Data
*-*-*

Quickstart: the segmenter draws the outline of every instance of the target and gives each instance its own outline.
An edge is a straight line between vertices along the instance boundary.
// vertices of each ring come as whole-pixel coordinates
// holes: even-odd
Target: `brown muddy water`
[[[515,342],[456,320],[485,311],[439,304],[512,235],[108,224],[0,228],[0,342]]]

*-*-*

Return each of the rows above word for word, without alteration.

Quickstart: the segmenter draws the outline of every instance of the target and gives each instance its own outline.
An edge is a straight line between vertices along the instance boundary.
// vertices of each ring come as whole-pixel coordinates
// holes: even-odd
Target: `brown muddy water`
[[[515,342],[456,320],[485,311],[439,304],[512,235],[108,224],[0,228],[0,342]]]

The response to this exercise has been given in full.